Set tasks:
- a) Put this sentence from the NanoGPT Slowrun thread below into Spanish: "modded-nanogpt was optimized for wall-clock speed, not data efficiency, so it seems like an unusual reference point for this kind of benchmark."
- b) In the NanoGPT Slowrun thread below, shorten the paragraph that begins "Very cool idea. Interested to see" while keeping its main points.

Text:
\

NanoGPT Slowrun: Language Modeling with Limited Data, Infinite Compute

94 points - today at 5:56 PM

Source
  • linolevan

    today at 10:23 PM

    There was this very interesting paper out of Stanford this last September about pretraining under the unlimited compute but limited data paradigm[0]. Pretty much exactly the same thing but with ~200M training tokens instead.

    [0] https://www.alphaxiv.org/abs/2509.14786

      • sdpmas

        today at 10:33 PM

        yeah, we do incorporate some of the findings from the paper in our repo! like aggressive regularization and ensembling.

    • kseniamorph

      today at 9:08 PM

      Curious about the baseline choice. modded-nanogpt was optimized for wall-clock speed, not data efficiency, so it seems like an unusual reference point for this kind of benchmark. Why not vanilla NanoGPT?

        • timshel1

          today at 10:09 PM

          Modded-nanogpt is also much more data efficient than vanilla napogpt, even if some of the individual optimizations trade off higher throughput for worse data efficiency.

            • sdpmas

              today at 10:32 PM

              yes, agreed, modded-nanogpt is already a data-efficient variant of original nanogpt. just that the kinds of algorithms it allows are somewhat constrained because it optimizes for wall clock time.

      • archermarks

        today at 7:23 PM

        Very cool idea. Interested to see how this progresses. One question: how worried are you about over-training on this particular dataset? i.e. instead of generalizing you lean more toward memorization? Obviously you leave out a validation set but since you're meta-optimizing the model itself by its performance on the validation dataset you're still at risk of over-fitting.

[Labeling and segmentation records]

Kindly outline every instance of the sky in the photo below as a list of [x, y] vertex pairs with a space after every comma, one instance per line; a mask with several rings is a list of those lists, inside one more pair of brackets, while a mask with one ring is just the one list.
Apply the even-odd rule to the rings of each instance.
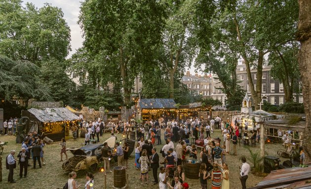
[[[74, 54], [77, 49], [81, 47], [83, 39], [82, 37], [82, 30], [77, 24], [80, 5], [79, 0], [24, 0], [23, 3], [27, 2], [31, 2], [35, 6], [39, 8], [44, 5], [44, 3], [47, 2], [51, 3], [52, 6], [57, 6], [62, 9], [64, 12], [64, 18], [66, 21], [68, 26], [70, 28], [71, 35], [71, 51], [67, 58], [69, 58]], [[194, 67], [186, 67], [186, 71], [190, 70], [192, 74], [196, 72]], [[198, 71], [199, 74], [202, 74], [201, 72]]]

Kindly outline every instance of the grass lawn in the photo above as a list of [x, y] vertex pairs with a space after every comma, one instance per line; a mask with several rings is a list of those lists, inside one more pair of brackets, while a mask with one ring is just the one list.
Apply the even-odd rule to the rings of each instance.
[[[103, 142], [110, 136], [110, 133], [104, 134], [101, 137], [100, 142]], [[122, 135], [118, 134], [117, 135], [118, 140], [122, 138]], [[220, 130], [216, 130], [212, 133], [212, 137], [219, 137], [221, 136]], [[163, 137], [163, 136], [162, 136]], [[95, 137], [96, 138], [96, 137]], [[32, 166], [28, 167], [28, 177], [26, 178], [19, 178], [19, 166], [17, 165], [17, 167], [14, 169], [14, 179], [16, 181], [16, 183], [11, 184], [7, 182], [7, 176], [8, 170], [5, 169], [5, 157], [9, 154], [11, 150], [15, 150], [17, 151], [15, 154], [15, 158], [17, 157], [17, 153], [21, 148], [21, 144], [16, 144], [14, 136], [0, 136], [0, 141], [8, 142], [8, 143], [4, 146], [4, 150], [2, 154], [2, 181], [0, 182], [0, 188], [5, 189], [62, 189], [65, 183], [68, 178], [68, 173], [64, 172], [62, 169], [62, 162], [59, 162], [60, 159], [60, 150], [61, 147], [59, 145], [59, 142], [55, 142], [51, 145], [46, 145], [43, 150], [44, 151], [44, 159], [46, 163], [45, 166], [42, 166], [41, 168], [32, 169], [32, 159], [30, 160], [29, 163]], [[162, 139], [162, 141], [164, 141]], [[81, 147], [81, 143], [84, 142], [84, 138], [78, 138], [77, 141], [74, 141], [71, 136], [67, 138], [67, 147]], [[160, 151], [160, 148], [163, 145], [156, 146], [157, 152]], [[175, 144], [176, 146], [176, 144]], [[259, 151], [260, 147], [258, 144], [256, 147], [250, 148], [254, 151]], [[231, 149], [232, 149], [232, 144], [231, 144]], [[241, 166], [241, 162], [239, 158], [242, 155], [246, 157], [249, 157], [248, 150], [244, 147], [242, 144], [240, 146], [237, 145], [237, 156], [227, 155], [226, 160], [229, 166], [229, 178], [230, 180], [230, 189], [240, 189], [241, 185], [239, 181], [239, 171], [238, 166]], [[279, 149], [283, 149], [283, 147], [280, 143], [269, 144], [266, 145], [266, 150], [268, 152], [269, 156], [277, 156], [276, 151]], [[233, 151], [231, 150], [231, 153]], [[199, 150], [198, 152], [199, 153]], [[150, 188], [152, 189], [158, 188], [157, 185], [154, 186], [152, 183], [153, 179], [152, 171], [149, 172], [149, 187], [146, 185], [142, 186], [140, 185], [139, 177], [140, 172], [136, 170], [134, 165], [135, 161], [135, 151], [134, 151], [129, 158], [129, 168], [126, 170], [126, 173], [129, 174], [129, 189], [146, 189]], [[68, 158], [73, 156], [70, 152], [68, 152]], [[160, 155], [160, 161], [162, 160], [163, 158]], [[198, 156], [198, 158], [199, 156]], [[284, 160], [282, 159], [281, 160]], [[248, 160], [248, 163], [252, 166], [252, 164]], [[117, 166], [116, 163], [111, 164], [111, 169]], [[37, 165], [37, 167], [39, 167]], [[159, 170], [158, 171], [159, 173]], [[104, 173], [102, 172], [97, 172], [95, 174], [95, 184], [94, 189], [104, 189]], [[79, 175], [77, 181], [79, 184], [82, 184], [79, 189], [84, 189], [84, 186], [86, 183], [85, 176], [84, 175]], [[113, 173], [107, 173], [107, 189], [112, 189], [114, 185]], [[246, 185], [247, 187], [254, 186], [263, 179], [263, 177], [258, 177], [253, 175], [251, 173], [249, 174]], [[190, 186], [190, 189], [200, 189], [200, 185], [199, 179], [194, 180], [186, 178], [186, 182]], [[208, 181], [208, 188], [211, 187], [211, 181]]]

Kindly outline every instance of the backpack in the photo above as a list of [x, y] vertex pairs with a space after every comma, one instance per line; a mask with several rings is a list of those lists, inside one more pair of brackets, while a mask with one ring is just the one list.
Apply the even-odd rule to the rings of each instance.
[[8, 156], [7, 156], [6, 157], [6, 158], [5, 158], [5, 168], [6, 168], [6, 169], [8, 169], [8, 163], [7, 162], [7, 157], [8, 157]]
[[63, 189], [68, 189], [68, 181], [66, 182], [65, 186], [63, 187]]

In response:
- a) modded-nanogpt se optimizó para la velocidad en tiempo real, no para la eficiencia de datos, así que parece un punto de referencia inusual para este tipo de benchmark.

- b) The commenter likes the idea and wants to see how it develops, but asks how worried the team is about over-training on this dataset and drifting toward memorization instead of generalization. A validation set is held out, but because the model is meta-optimized on its validation performance, there is still a risk of over-fitting.